Start of SELECTED TEXT

WASHINGTON — Defeating the Islamic State of Iraq and the Levant is more than a one-country, one-military or one-ministry job, Defense Secretary Ash Carter said in remarks this morning just before the first meeting of diplomatic, defense and civilian leaders whose nations are involved in the counter-ISIL coalition.
Carter joined Secretary of State John Kerry in welcoming attendees to the State-hosted meeting, which follows the third meeting this year of defense ministers from coalition nations, held yesterday at Joint Base Andrews in Maryland.
The campaign’s strategic approach is to identify and enable capable and motivated local forces that can deliver ISIL a lasting defeat, the defense secretary said.
Only local forces can deliver and sustain such a defeat, and local forces must hold and govern territory after it’s retaken from ISIL, he added.
“Thanks to our global coalition, our clear and deliberate military campaign plan, our dedicated local partner forces, and the hard work and sacrifices of our countries’ military personnel, we now have momentum in this fight and clear results on the ground,” Carter said.
Through the winter, the spring and now into the summer, the defense secretary said, “the coalition has set in motion a series of specific and deliberate steps -- the first plays of the game, as President [Barack] Obama called them.”
Since then, he said, “play by play, town after town, from every direction and in every domain our campaign has accelerated further, squeezing ISIL and rolling it back toward Raqqa, [Syria,] and Mosul, [Iraq]. By isolating those two cities, we’re effectively setting the stage to collapse ISIL’s control over them.”

End of SELECTED TEXT
Start of RECORDS SHOWN

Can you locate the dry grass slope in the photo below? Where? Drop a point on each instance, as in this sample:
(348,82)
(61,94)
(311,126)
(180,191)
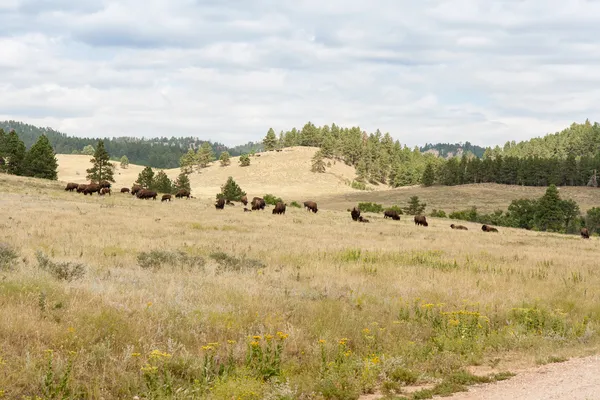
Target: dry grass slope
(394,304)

End of RECORDS SHOWN
Start of RECORDS SHOWN

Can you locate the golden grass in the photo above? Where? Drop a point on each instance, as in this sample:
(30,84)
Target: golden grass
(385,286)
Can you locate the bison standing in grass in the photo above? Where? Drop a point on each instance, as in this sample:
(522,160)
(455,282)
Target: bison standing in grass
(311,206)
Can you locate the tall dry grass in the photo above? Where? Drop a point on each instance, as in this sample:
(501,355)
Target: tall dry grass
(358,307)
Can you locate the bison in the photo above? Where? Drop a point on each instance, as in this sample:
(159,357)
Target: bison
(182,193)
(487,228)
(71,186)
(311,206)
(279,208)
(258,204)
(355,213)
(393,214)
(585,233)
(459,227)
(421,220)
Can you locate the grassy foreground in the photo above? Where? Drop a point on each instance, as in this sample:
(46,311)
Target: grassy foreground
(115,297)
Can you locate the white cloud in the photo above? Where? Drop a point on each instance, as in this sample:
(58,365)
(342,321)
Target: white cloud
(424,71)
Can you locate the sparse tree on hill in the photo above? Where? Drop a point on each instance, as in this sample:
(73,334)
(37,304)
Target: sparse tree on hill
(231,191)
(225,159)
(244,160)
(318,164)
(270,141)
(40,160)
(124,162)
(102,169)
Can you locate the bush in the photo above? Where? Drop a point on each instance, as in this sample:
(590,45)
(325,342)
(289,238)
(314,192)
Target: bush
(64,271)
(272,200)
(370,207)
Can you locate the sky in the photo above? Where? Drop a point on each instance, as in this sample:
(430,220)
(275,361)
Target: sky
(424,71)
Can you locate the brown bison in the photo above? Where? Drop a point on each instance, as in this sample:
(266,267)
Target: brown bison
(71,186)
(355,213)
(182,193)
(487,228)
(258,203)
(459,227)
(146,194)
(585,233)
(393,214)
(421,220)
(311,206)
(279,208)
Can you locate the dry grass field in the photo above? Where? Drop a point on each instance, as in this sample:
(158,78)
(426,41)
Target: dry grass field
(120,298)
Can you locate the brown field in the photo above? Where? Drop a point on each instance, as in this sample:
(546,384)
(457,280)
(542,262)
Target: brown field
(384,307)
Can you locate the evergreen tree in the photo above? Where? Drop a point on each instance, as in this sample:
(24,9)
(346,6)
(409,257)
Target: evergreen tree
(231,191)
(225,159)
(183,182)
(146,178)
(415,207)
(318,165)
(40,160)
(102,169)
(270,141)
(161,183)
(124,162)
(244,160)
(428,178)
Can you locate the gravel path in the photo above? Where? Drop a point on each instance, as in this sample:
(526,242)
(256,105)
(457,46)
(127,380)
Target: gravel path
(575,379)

End of RECORDS SHOWN
Start of RECORDS SHOWN

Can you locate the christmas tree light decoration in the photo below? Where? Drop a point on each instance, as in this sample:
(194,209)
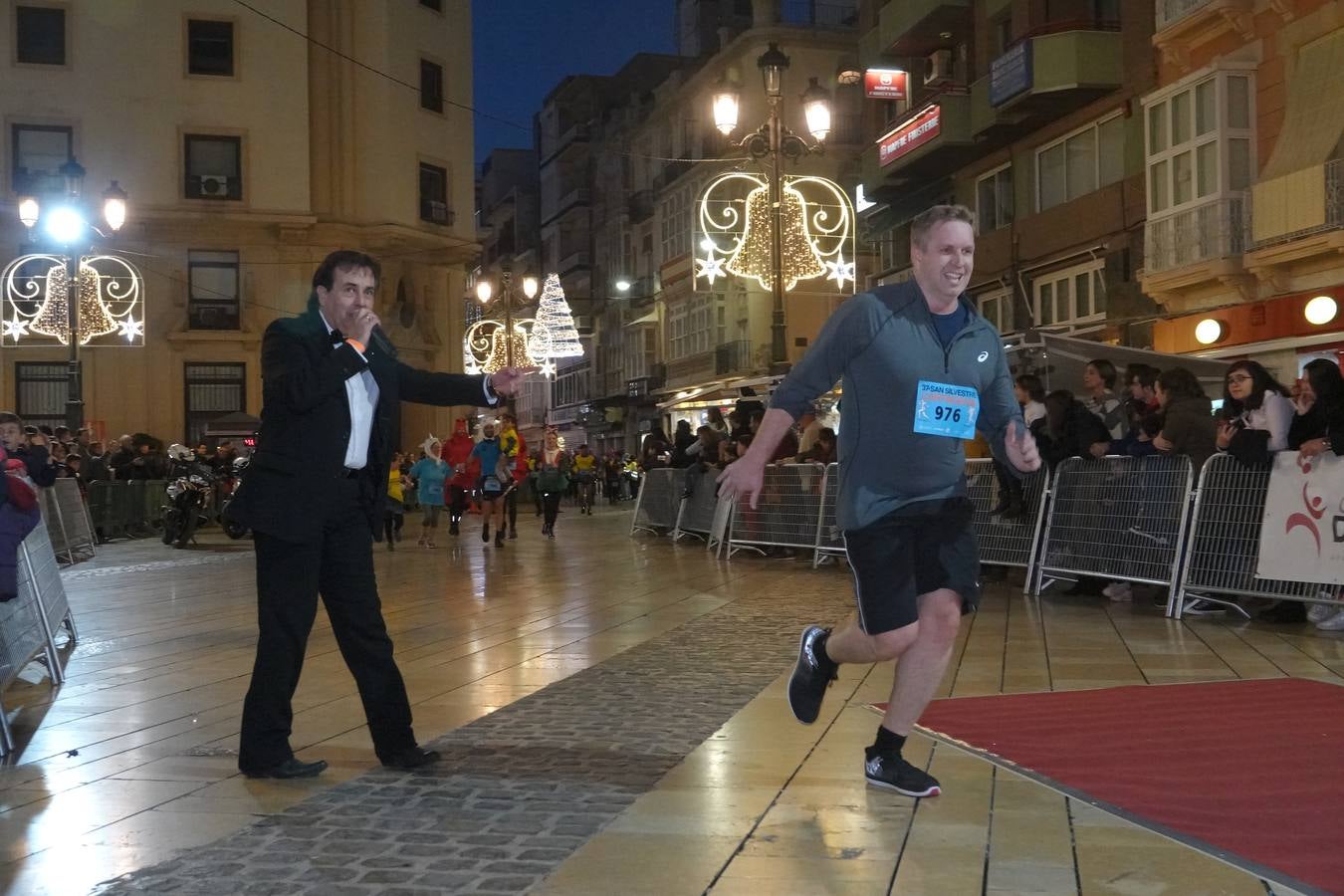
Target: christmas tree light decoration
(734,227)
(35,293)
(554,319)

End of RECORDS SHOWN

## [TASKS TO COMPLETE]
(a) According to the counter-ISIL text, where was the meeting of coalition defense ministers held?
(b) Decide whether each statement agrees with the counter-ISIL text, answering yes or no and quoting the words that settle it: (i) The meeting where Carter spoke was hosted by the Defense Department. (ii) Local forces must hold and govern territory after it is retaken from ISIL. (iii) The meeting of defense ministers was their third this year.

## [RESPONSES TO THE TASKS]
(a) At Joint Base Andrews in Maryland.

(b)
(i) No: "the State-hosted meeting"
(ii) Yes: "local forces must hold and govern territory after it’s retaken from ISIL"
(iii) Yes: "the third meeting this year of defense ministers from coalition nations"